[[ Excerpted text open ]]

On the evening he was drafted into the NBA, Canada’s own Shai Gilgeous-Alexander strode through a dimly-lit Barclays Center in Brooklyn wearing a custom green floral-print suit that has become one of the most memorable outfits in recent basketball history. That suit, made by L.A.-based designer Jhoanna Alba, put Gilgeous-Alexander on the NBA’s discerning fashion map – and set the tone for a rookie season that placed him near the top of the league’s pyramid of game-day taste-makers.
“He definitely takes risks,” said Ian Pierno, who covers fashion for SLAM magazine, a legendary basketball publication rapper J. Cole has compared to the Bible. “So many of these rookies are coming into league with stylists now, which is great because they look dope. But when you have a stylist, I think you’re a lot less likely to take certain risks. And there’s some stuff that Shai wore that – you know, some of the fits weren’t always perfect, but he took risks. He gradually progressed … and he’s still styling himself, still taking risks. He’s hitting these homeruns a lot more often now.”
In the NBA, fashion is second only to on-court performance and sneaker deals when it comes to building a personal brand. A trend that started as a joke – when Russell Westbrook and other stars flaunted the league’s business-casual dress code with absurd and avante-garde game-day fits – has become an integral part of basketball culture.

[[ Excerpted text closed ]]
[[ Supplied records open ]]

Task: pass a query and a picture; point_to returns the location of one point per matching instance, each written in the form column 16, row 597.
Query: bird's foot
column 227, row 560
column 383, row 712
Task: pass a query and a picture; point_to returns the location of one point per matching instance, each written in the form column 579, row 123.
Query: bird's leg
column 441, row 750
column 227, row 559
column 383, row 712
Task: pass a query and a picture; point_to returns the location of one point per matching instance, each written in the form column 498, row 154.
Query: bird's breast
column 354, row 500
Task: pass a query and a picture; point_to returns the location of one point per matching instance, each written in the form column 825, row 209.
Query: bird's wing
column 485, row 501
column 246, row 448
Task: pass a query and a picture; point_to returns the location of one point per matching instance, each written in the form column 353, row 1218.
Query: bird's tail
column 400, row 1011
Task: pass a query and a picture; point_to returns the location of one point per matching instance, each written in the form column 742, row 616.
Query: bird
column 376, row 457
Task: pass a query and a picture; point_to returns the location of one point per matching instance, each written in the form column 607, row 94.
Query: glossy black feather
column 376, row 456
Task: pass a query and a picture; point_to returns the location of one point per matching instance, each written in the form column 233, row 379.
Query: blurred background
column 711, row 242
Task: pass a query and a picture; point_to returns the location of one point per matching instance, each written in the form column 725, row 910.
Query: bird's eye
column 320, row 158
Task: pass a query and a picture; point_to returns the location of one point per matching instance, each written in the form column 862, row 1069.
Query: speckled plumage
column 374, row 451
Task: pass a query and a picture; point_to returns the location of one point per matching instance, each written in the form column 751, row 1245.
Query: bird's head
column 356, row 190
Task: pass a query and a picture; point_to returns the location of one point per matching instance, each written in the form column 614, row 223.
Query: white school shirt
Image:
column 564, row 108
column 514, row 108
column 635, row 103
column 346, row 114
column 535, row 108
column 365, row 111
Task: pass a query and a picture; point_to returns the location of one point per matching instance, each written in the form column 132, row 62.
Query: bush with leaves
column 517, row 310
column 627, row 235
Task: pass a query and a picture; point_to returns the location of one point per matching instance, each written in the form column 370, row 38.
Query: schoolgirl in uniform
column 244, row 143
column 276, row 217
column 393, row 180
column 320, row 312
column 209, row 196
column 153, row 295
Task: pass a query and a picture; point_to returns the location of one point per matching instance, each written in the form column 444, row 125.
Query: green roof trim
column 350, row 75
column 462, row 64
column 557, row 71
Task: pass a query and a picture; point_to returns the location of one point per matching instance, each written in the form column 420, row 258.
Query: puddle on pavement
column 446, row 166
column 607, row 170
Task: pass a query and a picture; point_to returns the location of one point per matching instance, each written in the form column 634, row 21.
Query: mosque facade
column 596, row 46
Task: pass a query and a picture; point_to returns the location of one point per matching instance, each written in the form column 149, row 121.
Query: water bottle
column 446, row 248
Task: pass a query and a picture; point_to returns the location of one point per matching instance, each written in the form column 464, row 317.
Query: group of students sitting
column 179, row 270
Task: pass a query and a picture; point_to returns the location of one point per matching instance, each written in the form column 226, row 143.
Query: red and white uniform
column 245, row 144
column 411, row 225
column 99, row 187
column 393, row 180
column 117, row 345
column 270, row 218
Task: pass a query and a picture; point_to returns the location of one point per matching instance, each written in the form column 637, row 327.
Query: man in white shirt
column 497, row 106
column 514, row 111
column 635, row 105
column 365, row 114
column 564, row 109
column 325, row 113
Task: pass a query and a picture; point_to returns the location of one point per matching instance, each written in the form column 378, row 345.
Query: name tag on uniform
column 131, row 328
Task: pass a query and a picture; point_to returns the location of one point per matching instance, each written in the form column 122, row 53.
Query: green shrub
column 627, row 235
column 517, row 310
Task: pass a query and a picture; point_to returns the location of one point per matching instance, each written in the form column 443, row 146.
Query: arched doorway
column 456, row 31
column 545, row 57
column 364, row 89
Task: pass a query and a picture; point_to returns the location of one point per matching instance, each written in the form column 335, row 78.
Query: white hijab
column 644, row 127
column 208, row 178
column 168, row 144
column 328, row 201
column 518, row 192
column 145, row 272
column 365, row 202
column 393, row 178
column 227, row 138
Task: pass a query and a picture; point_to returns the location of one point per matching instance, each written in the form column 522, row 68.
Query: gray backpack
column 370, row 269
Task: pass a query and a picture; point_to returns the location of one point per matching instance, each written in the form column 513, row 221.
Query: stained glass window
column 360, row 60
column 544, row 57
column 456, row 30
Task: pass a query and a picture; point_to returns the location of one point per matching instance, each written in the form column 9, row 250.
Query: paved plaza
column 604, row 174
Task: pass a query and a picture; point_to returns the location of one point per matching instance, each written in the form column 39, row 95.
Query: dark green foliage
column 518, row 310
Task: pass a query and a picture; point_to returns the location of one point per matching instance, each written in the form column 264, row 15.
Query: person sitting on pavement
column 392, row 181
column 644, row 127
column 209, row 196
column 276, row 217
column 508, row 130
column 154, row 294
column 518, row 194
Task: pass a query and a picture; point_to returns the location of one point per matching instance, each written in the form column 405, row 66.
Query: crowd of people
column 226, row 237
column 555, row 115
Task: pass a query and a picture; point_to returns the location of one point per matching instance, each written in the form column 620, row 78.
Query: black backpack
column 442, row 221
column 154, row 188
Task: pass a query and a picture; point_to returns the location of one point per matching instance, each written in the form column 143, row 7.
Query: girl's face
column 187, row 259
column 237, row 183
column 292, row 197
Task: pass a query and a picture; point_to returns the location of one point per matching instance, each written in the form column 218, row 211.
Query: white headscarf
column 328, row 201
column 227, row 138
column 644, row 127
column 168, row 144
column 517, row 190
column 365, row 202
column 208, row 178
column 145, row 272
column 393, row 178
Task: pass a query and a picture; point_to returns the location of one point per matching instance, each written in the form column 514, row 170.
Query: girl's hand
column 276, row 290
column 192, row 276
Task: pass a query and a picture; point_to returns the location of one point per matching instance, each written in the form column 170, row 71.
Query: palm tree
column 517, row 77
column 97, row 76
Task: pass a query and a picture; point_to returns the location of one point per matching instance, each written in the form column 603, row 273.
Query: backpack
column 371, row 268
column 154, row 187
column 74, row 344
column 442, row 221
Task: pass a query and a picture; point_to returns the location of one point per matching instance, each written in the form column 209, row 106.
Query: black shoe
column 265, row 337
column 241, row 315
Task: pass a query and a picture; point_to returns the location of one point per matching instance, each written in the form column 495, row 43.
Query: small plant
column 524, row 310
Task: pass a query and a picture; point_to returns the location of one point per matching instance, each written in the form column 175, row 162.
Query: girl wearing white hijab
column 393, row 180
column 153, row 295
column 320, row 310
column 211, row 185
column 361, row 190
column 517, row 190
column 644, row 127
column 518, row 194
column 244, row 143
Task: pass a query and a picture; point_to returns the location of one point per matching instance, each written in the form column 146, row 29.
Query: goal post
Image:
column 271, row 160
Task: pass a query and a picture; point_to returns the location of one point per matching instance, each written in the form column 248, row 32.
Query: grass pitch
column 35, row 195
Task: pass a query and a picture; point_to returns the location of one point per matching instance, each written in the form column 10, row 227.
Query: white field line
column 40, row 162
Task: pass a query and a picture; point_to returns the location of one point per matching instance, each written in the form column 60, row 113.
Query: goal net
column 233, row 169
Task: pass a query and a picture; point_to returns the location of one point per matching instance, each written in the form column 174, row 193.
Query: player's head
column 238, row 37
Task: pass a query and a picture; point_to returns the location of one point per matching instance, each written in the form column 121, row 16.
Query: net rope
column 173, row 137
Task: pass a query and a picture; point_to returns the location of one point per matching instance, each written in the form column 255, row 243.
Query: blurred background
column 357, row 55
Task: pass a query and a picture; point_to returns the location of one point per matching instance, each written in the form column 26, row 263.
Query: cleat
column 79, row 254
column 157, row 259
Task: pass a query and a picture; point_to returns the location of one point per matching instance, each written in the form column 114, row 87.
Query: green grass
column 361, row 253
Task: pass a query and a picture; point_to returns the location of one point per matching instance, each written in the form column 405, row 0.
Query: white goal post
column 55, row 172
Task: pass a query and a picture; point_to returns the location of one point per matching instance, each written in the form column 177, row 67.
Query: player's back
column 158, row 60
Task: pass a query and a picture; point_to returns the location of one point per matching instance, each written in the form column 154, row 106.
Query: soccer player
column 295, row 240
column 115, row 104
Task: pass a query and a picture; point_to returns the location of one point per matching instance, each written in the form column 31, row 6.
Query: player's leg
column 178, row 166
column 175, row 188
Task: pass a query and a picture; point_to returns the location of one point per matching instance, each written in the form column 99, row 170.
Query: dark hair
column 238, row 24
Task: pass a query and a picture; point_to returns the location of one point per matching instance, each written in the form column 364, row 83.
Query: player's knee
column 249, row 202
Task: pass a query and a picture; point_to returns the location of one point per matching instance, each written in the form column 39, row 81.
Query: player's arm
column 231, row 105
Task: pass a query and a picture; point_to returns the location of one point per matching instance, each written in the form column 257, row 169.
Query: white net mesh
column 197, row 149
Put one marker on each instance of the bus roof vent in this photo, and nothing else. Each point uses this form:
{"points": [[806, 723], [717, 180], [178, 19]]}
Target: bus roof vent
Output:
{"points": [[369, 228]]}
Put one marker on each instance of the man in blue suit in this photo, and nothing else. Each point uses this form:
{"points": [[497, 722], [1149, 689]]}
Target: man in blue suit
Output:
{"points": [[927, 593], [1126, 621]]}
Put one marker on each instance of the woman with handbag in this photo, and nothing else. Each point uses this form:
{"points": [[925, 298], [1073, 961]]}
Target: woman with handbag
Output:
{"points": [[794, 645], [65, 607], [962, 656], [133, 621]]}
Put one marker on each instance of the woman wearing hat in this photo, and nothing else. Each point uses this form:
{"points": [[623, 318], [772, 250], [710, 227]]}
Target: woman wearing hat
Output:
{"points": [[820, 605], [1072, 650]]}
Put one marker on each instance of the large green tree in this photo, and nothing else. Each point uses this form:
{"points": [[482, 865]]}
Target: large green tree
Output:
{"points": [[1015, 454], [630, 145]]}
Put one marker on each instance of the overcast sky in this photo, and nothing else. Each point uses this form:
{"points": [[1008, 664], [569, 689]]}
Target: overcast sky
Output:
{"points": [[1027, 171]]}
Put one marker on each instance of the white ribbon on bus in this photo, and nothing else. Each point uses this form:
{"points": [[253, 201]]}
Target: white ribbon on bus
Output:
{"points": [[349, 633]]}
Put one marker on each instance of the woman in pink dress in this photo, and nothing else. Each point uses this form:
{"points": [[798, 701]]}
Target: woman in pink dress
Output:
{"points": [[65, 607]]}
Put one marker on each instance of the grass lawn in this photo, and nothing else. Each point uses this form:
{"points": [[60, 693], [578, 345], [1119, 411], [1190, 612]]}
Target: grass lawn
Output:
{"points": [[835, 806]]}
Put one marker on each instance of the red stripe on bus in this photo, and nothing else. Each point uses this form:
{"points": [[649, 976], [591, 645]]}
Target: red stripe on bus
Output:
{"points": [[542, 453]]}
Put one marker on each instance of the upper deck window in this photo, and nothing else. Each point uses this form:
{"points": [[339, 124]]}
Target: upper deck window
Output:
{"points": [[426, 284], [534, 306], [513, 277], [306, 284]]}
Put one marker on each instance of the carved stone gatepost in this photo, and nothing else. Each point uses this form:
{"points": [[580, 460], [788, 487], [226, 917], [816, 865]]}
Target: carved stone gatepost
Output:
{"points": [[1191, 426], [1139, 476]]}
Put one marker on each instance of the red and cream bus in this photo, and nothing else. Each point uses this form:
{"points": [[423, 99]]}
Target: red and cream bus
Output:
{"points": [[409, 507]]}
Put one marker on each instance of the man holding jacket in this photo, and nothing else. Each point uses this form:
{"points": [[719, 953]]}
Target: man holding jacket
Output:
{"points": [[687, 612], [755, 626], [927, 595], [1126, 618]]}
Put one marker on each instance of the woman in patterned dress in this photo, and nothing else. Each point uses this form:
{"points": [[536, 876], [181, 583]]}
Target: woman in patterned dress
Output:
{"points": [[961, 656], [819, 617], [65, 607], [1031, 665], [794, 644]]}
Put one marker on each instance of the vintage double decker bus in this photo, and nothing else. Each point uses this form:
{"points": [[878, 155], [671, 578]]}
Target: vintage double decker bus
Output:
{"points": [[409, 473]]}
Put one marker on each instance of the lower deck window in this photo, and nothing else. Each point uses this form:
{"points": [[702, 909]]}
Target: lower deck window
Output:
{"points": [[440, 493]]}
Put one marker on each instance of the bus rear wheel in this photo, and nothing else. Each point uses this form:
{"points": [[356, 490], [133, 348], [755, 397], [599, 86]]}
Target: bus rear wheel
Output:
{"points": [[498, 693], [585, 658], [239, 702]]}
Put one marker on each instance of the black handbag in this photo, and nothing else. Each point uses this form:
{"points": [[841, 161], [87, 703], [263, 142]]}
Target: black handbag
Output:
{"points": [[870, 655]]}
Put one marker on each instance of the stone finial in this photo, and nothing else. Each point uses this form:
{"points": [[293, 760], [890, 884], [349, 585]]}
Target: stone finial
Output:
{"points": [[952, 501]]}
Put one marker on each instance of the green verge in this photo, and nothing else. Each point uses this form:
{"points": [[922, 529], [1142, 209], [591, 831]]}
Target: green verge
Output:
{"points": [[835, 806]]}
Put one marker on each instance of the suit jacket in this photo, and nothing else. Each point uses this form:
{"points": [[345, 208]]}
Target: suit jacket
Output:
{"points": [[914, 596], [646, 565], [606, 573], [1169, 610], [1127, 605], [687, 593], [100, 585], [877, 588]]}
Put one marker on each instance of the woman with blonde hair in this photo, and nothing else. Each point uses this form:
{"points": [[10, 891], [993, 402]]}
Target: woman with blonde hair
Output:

[[ Supplied records closed ]]

* Activity A *
From the piece on Shai Gilgeous-Alexander's fashion, copy everything from "On the evening" down to "of game-day taste-makers." word for word.
* Activity B *
Name every person mentioned by name in the text about Shai Gilgeous-Alexander's fashion.

* Your response A *
On the evening he was drafted into the NBA, Canada’s own Shai Gilgeous-Alexander strode through a dimly-lit Barclays Center in Brooklyn wearing a custom green floral-print suit that has become one of the most memorable outfits in recent basketball history. That suit, made by L.A.-based designer Jhoanna Alba, put Gilgeous-Alexander on the NBA’s discerning fashion map – and set the tone for a rookie season that placed him near the top of the league’s pyramid of game-day taste-makers.

* Your response B *
Shai Gilgeous-Alexander
Jhoanna Alba
Ian Pierno
J. Cole
Russell Westbrook